**WORKING DATA**
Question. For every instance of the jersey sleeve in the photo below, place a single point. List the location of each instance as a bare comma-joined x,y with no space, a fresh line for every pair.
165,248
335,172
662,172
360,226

**WHAT YOU WILL DO**
Every entry, from the first line to the last, should be retyped exactly.

**OUTPUT FOR THIS TASK**
Question. For every instance of the jersey sleeve in the photo below, place a single point. List the location of each instance as a bare comma-joined x,y with no space, a fresh line for every pair.
165,248
335,172
662,172
360,226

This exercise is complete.